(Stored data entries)
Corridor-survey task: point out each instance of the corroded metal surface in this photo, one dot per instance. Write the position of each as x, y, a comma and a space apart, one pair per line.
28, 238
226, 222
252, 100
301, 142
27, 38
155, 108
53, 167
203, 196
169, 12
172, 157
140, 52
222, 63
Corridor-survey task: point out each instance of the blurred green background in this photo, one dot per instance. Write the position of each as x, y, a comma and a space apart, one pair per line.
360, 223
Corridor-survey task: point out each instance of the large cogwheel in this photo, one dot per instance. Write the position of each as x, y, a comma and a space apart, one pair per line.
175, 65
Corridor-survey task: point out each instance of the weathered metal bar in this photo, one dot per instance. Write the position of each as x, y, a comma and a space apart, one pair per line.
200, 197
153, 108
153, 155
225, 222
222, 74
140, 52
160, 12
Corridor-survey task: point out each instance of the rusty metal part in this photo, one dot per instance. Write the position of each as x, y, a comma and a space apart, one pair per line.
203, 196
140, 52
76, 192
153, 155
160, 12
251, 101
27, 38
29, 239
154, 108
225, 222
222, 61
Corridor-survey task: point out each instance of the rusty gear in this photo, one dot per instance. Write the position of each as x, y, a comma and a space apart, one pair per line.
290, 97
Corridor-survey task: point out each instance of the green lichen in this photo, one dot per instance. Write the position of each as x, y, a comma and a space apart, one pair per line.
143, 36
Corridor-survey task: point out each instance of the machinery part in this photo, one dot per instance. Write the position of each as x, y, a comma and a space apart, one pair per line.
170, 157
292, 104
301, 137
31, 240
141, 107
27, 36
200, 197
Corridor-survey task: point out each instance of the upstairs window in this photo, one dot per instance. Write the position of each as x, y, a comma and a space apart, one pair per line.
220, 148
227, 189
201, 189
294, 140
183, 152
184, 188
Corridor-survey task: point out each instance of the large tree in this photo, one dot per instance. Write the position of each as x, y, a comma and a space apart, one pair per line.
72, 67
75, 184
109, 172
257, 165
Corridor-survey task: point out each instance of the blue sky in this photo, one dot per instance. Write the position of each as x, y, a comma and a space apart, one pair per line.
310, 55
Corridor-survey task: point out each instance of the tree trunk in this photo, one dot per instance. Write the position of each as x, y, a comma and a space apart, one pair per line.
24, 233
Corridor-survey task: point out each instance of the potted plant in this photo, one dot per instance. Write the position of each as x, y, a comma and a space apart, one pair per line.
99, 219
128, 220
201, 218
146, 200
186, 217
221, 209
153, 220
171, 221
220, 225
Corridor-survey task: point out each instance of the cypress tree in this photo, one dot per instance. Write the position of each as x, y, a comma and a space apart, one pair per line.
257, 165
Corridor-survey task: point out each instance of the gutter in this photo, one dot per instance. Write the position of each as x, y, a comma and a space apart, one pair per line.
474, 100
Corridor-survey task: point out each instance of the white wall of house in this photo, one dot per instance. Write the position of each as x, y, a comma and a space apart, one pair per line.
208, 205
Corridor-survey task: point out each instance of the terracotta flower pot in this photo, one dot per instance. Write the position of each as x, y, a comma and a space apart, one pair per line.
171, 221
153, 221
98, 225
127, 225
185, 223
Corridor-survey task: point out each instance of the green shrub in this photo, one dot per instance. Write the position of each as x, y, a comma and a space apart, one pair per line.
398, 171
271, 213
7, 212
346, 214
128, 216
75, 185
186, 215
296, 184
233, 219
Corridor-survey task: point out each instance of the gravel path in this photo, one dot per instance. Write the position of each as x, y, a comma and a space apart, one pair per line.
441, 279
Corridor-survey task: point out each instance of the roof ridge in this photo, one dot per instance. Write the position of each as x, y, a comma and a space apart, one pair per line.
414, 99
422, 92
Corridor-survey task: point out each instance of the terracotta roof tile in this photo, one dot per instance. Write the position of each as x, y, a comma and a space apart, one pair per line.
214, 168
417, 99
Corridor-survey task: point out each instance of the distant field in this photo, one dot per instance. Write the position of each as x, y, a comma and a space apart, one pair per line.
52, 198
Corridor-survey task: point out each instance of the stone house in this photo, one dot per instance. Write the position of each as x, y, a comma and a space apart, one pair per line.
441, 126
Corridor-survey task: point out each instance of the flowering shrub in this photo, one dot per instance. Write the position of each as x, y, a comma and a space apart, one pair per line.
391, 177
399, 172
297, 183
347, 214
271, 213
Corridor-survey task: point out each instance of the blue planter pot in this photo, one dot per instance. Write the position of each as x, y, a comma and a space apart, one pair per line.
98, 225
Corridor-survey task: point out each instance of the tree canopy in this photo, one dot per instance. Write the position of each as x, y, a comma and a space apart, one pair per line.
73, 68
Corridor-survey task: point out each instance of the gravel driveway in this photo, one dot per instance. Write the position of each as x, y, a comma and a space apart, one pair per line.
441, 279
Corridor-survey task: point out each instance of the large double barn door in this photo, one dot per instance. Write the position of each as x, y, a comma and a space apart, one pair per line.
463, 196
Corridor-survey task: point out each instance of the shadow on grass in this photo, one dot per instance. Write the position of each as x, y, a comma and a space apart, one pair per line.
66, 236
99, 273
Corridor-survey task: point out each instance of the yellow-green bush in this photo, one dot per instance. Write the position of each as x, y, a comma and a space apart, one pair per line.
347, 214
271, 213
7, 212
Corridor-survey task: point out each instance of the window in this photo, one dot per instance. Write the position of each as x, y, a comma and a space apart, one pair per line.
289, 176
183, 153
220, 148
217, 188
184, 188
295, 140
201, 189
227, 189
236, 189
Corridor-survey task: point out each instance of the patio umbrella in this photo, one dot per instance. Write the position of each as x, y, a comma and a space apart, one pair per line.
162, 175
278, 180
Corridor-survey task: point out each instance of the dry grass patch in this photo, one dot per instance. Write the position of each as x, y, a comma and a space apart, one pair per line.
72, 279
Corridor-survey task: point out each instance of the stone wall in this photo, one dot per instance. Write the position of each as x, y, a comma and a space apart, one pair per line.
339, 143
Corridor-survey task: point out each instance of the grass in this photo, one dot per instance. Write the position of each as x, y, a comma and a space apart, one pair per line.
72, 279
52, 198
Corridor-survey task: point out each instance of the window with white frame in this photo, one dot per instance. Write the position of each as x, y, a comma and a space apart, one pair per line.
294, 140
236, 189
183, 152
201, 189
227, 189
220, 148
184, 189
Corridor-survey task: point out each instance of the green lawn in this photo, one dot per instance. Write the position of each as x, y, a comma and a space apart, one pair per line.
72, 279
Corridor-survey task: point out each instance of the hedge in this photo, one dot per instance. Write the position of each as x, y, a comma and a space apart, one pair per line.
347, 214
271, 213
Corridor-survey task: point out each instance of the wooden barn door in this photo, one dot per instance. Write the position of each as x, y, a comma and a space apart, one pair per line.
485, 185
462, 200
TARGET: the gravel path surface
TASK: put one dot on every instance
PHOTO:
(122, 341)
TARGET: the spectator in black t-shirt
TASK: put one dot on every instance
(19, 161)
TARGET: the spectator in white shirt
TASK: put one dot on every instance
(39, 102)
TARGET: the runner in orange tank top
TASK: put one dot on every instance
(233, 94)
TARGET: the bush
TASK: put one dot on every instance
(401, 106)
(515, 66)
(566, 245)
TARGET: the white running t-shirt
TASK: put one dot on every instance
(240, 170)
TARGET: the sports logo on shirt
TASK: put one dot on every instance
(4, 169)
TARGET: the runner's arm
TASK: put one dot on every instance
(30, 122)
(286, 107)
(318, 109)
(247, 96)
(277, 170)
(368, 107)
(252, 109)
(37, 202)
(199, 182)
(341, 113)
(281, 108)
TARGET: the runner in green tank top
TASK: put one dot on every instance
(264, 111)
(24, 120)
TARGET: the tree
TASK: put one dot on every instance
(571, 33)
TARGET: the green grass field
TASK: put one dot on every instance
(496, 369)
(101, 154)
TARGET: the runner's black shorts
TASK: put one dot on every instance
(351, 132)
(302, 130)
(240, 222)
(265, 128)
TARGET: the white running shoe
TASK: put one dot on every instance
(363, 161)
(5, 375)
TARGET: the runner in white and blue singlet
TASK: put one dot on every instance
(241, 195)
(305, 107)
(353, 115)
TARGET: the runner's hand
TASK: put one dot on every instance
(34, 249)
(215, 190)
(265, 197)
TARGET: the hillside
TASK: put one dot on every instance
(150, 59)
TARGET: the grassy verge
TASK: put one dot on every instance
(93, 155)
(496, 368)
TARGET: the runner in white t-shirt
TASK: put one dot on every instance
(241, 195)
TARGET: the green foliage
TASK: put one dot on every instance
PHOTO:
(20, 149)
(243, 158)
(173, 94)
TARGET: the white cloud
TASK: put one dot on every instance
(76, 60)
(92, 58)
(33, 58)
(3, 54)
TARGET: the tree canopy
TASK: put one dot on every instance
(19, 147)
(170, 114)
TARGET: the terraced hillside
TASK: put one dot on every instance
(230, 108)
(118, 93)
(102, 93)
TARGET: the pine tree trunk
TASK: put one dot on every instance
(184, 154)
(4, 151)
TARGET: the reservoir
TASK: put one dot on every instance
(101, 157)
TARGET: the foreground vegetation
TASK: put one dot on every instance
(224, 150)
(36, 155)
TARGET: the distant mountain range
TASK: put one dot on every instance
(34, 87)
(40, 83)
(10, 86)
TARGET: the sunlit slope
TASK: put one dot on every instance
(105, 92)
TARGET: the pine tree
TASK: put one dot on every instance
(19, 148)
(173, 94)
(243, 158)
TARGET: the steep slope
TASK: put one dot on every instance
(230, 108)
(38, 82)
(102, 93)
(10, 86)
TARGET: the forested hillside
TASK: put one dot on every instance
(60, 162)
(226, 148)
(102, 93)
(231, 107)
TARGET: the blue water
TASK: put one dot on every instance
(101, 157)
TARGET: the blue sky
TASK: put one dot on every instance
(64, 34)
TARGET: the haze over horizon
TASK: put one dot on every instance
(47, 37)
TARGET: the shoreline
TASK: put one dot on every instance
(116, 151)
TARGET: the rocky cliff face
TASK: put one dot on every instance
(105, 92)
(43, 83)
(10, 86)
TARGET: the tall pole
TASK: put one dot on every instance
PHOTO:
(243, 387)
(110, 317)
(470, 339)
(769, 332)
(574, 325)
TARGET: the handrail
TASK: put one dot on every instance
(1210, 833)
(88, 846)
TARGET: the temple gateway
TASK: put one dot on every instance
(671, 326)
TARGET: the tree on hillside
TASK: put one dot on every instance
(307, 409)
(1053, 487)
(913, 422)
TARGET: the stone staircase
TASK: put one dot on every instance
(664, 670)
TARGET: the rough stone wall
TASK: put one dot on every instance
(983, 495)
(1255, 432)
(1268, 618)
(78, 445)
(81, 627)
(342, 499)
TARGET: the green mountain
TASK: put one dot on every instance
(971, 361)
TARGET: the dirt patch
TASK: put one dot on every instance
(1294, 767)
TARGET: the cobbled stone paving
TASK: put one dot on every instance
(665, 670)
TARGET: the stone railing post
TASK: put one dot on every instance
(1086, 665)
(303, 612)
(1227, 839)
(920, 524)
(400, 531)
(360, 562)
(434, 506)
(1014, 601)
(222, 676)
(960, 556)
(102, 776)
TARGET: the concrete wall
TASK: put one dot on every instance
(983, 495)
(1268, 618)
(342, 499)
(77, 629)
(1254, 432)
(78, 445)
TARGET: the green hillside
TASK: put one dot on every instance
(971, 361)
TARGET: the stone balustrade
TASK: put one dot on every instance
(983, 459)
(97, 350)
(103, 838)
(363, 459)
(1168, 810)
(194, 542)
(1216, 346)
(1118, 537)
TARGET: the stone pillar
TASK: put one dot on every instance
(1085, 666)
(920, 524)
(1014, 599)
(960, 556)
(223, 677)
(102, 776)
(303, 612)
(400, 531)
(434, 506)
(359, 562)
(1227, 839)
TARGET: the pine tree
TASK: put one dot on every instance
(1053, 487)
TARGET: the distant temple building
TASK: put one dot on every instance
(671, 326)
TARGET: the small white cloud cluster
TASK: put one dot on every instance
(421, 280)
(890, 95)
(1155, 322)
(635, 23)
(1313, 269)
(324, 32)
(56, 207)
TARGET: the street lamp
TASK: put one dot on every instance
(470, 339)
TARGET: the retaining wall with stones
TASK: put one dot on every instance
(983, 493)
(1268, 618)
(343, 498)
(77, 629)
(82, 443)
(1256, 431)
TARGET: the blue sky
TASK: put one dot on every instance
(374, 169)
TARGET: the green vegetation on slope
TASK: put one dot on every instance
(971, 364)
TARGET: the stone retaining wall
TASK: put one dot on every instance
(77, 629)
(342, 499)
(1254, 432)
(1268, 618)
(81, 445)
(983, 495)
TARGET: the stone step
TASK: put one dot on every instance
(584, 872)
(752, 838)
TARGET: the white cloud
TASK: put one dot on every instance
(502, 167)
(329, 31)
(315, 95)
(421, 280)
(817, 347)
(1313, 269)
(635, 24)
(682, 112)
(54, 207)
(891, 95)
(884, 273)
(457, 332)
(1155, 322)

Problem to work on
Scan the records for the string "shirt" and report each line where it occurs.

Response box
TARGET: the spectator in black t-shirt
TARGET: the spectator in white shirt
TARGET: the white running t-shirt
TARGET: the sports logo on shirt
TARGET: the runner in white t-shirt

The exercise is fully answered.